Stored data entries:
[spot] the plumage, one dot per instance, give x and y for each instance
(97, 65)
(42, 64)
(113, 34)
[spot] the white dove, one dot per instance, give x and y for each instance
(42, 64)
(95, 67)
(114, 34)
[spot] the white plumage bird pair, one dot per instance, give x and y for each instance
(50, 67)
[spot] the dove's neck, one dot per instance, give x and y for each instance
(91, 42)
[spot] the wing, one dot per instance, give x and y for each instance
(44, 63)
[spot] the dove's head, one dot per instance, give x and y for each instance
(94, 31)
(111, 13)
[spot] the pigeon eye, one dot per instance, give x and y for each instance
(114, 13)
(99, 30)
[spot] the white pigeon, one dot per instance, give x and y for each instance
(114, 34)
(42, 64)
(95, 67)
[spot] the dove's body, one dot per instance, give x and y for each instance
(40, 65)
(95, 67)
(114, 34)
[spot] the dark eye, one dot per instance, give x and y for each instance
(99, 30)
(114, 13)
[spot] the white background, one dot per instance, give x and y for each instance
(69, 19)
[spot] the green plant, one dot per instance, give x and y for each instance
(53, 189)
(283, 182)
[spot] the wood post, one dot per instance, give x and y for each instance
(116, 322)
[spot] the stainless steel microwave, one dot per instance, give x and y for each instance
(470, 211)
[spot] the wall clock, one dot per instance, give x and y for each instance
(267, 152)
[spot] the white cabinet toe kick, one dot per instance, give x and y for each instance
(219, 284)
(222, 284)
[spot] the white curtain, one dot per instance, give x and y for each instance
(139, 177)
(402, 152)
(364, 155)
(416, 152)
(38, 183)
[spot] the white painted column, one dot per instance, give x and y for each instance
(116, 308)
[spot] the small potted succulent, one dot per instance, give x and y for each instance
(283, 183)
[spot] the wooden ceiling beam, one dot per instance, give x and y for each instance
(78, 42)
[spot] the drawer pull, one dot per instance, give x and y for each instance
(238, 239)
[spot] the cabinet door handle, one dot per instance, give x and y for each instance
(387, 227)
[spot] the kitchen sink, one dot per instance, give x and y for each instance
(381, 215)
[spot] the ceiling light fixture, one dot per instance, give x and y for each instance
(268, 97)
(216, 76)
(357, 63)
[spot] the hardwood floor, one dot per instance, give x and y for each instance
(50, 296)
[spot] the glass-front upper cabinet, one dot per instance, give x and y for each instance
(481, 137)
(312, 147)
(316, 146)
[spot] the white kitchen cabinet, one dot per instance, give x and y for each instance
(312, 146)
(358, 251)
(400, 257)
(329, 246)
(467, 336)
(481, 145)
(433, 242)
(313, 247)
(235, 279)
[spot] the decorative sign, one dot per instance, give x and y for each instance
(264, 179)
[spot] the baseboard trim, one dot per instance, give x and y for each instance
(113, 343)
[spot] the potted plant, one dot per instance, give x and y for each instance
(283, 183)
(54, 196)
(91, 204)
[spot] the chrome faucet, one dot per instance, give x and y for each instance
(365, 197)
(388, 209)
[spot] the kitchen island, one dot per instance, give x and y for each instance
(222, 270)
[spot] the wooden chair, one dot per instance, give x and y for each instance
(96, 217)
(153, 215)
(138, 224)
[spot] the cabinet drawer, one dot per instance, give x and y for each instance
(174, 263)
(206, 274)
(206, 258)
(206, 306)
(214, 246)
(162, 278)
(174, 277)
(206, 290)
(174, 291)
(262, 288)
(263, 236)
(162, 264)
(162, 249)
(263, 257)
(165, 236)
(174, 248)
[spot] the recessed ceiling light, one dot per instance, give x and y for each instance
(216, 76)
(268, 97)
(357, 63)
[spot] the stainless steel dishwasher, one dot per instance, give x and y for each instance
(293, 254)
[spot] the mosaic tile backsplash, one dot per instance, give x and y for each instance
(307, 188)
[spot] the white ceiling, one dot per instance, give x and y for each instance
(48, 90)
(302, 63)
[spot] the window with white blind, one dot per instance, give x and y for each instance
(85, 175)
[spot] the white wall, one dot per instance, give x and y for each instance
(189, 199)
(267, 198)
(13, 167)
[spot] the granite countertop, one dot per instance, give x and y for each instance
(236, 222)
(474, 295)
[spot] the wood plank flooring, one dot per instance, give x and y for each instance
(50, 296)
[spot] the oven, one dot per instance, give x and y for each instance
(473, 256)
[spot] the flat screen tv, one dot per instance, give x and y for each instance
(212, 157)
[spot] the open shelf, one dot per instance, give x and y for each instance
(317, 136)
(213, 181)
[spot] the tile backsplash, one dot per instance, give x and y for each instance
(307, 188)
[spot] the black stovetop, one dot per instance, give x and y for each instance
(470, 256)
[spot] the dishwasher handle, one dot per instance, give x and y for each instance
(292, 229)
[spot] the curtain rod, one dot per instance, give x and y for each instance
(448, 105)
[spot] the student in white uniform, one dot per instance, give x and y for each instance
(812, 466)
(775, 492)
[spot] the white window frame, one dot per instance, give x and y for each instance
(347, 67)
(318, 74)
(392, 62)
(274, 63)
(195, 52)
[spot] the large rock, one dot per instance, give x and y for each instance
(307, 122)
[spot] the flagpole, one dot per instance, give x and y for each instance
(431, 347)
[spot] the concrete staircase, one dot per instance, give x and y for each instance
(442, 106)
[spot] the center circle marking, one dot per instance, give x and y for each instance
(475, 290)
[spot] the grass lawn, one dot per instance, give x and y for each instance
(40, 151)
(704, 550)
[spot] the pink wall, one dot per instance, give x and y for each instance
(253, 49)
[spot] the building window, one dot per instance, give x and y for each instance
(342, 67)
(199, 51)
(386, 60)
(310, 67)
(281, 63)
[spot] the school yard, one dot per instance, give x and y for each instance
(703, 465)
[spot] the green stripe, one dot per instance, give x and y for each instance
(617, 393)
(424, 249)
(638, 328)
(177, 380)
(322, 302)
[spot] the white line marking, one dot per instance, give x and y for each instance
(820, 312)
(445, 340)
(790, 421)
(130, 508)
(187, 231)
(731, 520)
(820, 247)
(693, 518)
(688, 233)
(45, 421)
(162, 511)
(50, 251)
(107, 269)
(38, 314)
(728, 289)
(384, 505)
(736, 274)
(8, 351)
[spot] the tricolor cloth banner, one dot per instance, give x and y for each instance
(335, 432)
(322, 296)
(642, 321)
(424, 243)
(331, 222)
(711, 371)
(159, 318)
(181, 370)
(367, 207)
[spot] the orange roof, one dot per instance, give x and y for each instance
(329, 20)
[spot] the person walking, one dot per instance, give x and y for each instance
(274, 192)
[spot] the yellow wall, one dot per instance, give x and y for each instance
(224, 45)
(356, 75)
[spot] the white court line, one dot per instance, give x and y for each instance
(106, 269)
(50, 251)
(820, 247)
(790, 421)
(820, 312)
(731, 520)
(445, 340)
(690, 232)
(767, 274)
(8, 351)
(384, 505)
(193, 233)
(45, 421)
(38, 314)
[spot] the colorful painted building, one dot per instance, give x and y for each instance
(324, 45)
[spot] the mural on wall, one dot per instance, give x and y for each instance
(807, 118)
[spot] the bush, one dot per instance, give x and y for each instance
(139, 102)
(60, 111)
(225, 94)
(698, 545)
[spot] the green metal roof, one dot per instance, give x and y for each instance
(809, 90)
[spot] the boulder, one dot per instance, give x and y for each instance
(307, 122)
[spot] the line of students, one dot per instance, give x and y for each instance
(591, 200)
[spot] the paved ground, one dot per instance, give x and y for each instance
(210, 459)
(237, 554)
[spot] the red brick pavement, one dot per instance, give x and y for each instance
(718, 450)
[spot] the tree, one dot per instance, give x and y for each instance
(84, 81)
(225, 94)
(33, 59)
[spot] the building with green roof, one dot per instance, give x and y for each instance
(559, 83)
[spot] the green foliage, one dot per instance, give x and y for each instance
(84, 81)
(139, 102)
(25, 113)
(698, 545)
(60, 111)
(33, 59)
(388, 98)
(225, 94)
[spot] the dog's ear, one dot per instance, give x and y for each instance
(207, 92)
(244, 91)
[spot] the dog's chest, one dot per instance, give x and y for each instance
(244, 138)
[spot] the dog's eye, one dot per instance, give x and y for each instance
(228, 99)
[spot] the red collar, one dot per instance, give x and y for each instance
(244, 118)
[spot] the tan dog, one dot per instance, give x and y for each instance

TASK OBJECTIVE:
Output only the lines running from the line with "[spot] the red collar, one" through the final line of the data, inclusive.

RESULT BELOW:
[spot] the red collar, one dot per instance, give x and y for each instance
(244, 118)
[spot] the tan dog, one dot per instance, give x and y for each instance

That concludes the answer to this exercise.